Rewrite the lines below as a numbered list, skipping any blank lines and leaving out the pictures.

(Region-labeling records)
★ ★ ★ ★ ★ ★ ★

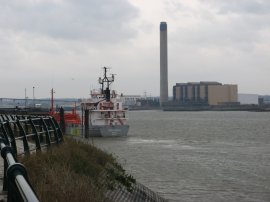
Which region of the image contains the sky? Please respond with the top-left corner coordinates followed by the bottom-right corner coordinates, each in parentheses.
top-left (0, 0), bottom-right (270, 98)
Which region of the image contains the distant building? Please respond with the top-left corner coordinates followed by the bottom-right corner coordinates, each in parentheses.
top-left (238, 93), bottom-right (259, 105)
top-left (173, 81), bottom-right (239, 105)
top-left (121, 95), bottom-right (141, 107)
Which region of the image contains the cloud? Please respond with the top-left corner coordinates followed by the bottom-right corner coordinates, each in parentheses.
top-left (0, 0), bottom-right (137, 43)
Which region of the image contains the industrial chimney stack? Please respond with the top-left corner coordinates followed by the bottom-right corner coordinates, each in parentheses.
top-left (160, 22), bottom-right (168, 106)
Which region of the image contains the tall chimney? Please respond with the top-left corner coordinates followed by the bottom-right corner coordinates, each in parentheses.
top-left (160, 22), bottom-right (168, 106)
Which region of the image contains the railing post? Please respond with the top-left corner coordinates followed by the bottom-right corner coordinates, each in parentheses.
top-left (29, 118), bottom-right (41, 150)
top-left (16, 120), bottom-right (30, 154)
top-left (60, 107), bottom-right (66, 133)
top-left (40, 118), bottom-right (52, 146)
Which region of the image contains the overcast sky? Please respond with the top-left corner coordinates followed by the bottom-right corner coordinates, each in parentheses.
top-left (0, 0), bottom-right (270, 98)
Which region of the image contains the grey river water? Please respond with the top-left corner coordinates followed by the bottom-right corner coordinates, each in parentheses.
top-left (90, 111), bottom-right (270, 202)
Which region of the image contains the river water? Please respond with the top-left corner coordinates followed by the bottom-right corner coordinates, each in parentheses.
top-left (90, 111), bottom-right (270, 202)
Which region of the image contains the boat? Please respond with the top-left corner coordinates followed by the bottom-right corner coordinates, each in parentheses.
top-left (81, 67), bottom-right (129, 137)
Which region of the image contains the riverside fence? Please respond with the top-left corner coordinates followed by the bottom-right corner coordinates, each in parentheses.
top-left (0, 114), bottom-right (64, 201)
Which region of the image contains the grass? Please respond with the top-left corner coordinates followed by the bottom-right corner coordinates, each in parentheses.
top-left (19, 138), bottom-right (135, 202)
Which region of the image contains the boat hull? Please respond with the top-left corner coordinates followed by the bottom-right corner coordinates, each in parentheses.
top-left (85, 125), bottom-right (129, 137)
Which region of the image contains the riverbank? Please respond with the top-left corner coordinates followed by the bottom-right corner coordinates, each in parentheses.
top-left (20, 137), bottom-right (166, 202)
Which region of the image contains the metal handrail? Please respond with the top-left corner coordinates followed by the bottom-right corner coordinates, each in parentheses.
top-left (0, 139), bottom-right (39, 202)
top-left (0, 115), bottom-right (64, 201)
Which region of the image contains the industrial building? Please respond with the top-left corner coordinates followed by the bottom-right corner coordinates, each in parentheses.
top-left (173, 81), bottom-right (238, 106)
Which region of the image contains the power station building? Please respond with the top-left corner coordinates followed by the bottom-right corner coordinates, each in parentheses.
top-left (173, 81), bottom-right (238, 106)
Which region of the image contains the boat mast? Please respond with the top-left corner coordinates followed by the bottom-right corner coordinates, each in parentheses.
top-left (99, 67), bottom-right (114, 101)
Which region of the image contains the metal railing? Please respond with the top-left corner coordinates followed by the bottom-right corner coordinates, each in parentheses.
top-left (0, 115), bottom-right (64, 201)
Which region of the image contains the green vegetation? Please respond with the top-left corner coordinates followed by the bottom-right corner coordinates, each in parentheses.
top-left (19, 138), bottom-right (135, 202)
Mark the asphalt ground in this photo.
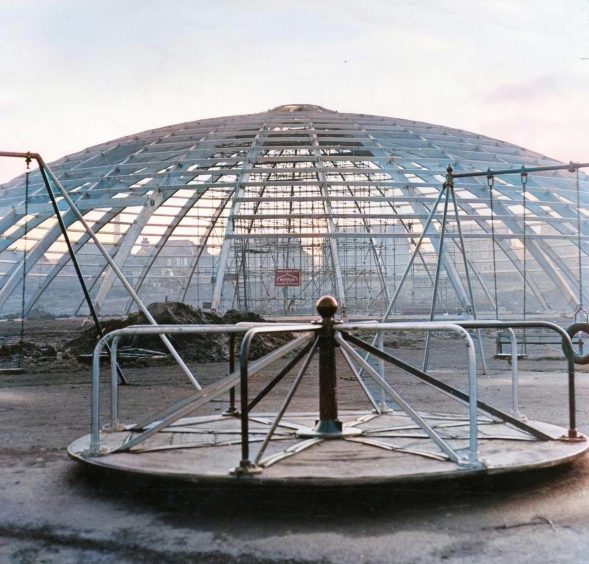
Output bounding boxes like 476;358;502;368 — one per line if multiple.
0;324;589;563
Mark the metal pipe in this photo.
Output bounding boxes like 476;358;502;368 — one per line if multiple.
344;333;552;441
248;343;313;411
376;331;387;412
234;324;321;474
507;327;521;419
254;336;321;465
450;184;487;374
422;185;452;370
340;348;388;413
335;335;468;464
110;337;121;431
337;321;481;464
32;153;201;390
226;333;237;415
449;161;589;178
382;182;445;322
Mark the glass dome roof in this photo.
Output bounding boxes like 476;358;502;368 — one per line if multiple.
0;104;589;317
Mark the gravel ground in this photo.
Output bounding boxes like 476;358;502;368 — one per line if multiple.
0;322;589;563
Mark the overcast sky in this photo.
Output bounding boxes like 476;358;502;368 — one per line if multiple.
0;0;589;182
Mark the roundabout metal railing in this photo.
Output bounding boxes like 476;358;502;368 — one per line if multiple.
86;296;589;475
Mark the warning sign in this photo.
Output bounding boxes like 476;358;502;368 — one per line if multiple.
274;268;301;287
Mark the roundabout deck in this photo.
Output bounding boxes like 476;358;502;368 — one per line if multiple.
68;412;589;486
68;297;589;486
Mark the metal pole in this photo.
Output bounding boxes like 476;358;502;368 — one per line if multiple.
35;153;202;390
314;296;342;436
422;185;452;371
507;327;521;419
376;331;387;412
38;163;128;384
110;337;120;431
448;173;487;374
566;354;580;440
382;182;445;321
223;333;238;415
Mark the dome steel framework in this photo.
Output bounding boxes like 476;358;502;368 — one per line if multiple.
0;104;589;316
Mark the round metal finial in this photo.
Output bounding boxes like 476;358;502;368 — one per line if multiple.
315;296;337;319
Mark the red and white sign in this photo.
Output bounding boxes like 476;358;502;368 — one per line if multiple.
274;268;301;287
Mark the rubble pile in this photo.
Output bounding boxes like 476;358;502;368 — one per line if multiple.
64;302;292;362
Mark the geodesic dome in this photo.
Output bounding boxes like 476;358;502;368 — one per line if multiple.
0;104;589;316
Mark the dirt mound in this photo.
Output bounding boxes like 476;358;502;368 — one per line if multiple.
0;341;57;359
65;302;292;362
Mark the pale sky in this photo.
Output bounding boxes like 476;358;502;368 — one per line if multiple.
0;0;589;182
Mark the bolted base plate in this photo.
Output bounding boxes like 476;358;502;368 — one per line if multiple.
296;420;363;439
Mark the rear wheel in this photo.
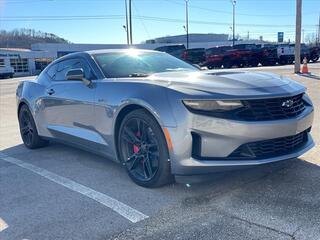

★ ★ ★ ★ ★ ★ ★

# [SOLUTION TO THIS EXERCISE]
1. Which region of the image contains the sky? Please respond with the top-left corner coordinates followed by the bottom-right corner coordinates, each in parentheses.
2. top-left (0, 0), bottom-right (270, 98)
3. Which region of the image contains the distant building? Please respond with the top-left corner coordinates followed by the bottom-right corner coordinates, each in parentheses.
4. top-left (238, 93), bottom-right (259, 105)
5. top-left (173, 81), bottom-right (239, 105)
6. top-left (121, 95), bottom-right (141, 107)
7. Which region of the image contains the cloud? Please respond with the top-left corner coordinates followed by the bottom-right corner coordinates, each in parentheses.
8. top-left (0, 0), bottom-right (137, 43)
9. Which region of the image contains the industrial chimney stack? Please respond with the top-left corner coordinates followed by the bottom-right corner coordinates, each in parentheses.
10. top-left (160, 22), bottom-right (168, 106)
11. Which region of the image contains the tall chimney? Please respond with the top-left corner coordinates followed by the bottom-right corner coordinates, each in parentheses.
12. top-left (160, 22), bottom-right (168, 106)
13. Which region of the image contains the railing post? Please respond with the top-left corner coordinates followed by the bottom-right corner coordinates, each in parentheses.
14. top-left (29, 118), bottom-right (41, 150)
15. top-left (16, 120), bottom-right (30, 154)
16. top-left (60, 107), bottom-right (66, 133)
17. top-left (40, 118), bottom-right (52, 146)
18. Which region of the image contains the overcast sky? Please respond with the top-left corner coordinates followed by the bottom-right corner coordinates, each in parentheses.
19. top-left (0, 0), bottom-right (270, 98)
20. Which region of the image contains the grey river water? Please respond with the top-left corner coordinates followed by the bottom-right corner coordinates, each in parentheses.
21. top-left (90, 111), bottom-right (270, 202)
22. Which region of the image contains the river water? Please respond with the top-left corner coordinates followed by the bottom-right corner coordinates, each in parentheses.
23. top-left (90, 111), bottom-right (270, 202)
24. Which region of the image contains the boat? Please respond with the top-left corner coordinates followed by the bottom-right corner coordinates, each in parentheses.
25. top-left (81, 67), bottom-right (129, 137)
26. Which region of the image contains the riverside fence? Please respond with the top-left corner coordinates followed by the bottom-right corner coordinates, each in parentheses.
27. top-left (0, 114), bottom-right (64, 201)
28. Which region of the image contains the grass? Please respond with the top-left corner coordinates followed by the bottom-right corner coordinates, each in parentheses.
29. top-left (19, 138), bottom-right (135, 202)
30. Which region of the image contains the boat hull? Please respond with the top-left corner coordinates followed by the bottom-right corner coordinates, each in parentheses.
31. top-left (85, 125), bottom-right (129, 137)
32. Which region of the image contains the riverbank? Please respond with the top-left corner coordinates followed by the bottom-right corner coordinates, each in parentheses.
33. top-left (20, 137), bottom-right (166, 202)
34. Which region of the image contains the metal handrail? Please respond with the top-left corner coordinates followed by the bottom-right corner coordinates, each in parentheses.
35. top-left (0, 139), bottom-right (39, 202)
36. top-left (0, 115), bottom-right (64, 201)
37. Which region of the image contains the industrial building? Please respond with the top-left corner coordinates followed by the bottom-right corner coordinates, each in parentheses.
38. top-left (173, 81), bottom-right (238, 106)
39. Which region of the image contains the power station building? Please respond with the top-left corner coordinates followed by the bottom-right corner coordinates, each in parentheses.
40. top-left (173, 81), bottom-right (238, 106)
41. Which region of the image contains the boat mast? Please respond with the top-left corner coordinates followed by the bottom-right corner coordinates, each in parentheses.
42. top-left (99, 67), bottom-right (114, 101)
43. Which region of the image contains the metal railing? Please respond with the top-left corner coordinates followed by the bottom-right corner coordinates, each in parentheses.
44. top-left (0, 115), bottom-right (64, 201)
45. Which region of the image contains the green vegetation? Please respond with the top-left corner coordinates followed by the bottom-right corner coordinates, each in parentheses.
46. top-left (19, 138), bottom-right (135, 202)
47. Mark the asphalt ground in this photo.
48. Output bounding boxes like 476;358;502;368 — one per line if multiple.
49. 0;324;589;563
50. Mark the metal pipe in this photo.
51. Output bounding boxes like 476;358;502;368 — one per line if multiple.
52. 344;333;552;441
53. 248;343;313;411
54. 376;331;387;412
55. 234;324;321;474
56. 507;327;521;419
57. 254;336;321;465
58. 450;184;487;374
59. 422;185;452;370
60. 340;348;388;413
61. 335;335;468;464
62. 110;337;121;431
63. 337;321;481;464
64. 32;153;201;390
65. 226;333;237;415
66. 449;161;589;178
67. 382;182;445;322
68. Mark the glass dome roof in this photo.
69. Output bounding boxes like 476;358;502;368 — one per line if multiple.
70. 0;104;589;317
71. Mark the gravel ground in this photo.
72. Output bounding boxes like 476;358;502;368 — one per line if multiple.
73. 0;322;589;563
74. Mark the overcast sky in this photo.
75. Output bounding boxes like 476;358;502;368 — one per line if multiple.
76. 0;0;589;182
77. Mark the roundabout metal railing in this photo.
78. Output bounding boxes like 476;358;502;368 — one per line if multiple.
79. 86;296;589;475
80. Mark the warning sign in this photo.
81. Output bounding boxes like 476;358;502;368 — one per line if multiple.
82. 274;268;301;287
83. Mark the roundabout deck in this photo.
84. Output bounding boxes like 476;358;502;368 — one per line if multiple.
85. 68;412;589;486
86. 68;297;589;486
87. Mark the metal pole in this photo.
88. Output bounding boxes like 476;358;502;368 — one per line if multiple.
89. 35;153;202;390
90. 314;296;342;436
91. 422;185;452;371
92. 507;327;521;419
93. 376;331;387;412
94. 38;163;128;384
95. 110;337;120;431
96. 448;173;487;374
97. 566;354;580;440
98. 382;182;445;321
99. 223;333;238;415
100. Mark the dome steel framework in this photo.
101. Output bounding boxes like 476;358;502;368 — one per line if multiple.
102. 0;104;589;316
103. Mark the round metal finial in this photo.
104. Output bounding boxes like 476;358;502;368 — one per line if multiple.
105. 315;296;337;319
106. Mark the red and white sign in this photo.
107. Output bounding boxes like 476;358;502;368 — one per line if multiple.
108. 274;268;301;287
109. Mark the rubble pile in this photo.
110. Output bounding boxes like 476;358;502;368 — one per line if multiple.
111. 64;302;292;362
112. Mark the geodesic dome in this photo.
113. Output bounding boxes like 476;358;502;368 — one per line if multiple.
114. 0;104;589;316
115. Mark the dirt mound in this photo.
116. Output bounding boxes like 476;358;502;368 — one per line if multiple.
117. 0;341;57;359
118. 65;302;292;362
119. Mark the pale sky in this photo.
120. Output bounding boxes like 476;358;502;368 — one per line if multiple.
121. 0;0;589;182
122. Mark the bolted base plate in this photo.
123. Output bounding boxes like 476;358;502;368 — one per line if multiple.
124. 296;420;363;439
125. Mark the rear wheel in this photo.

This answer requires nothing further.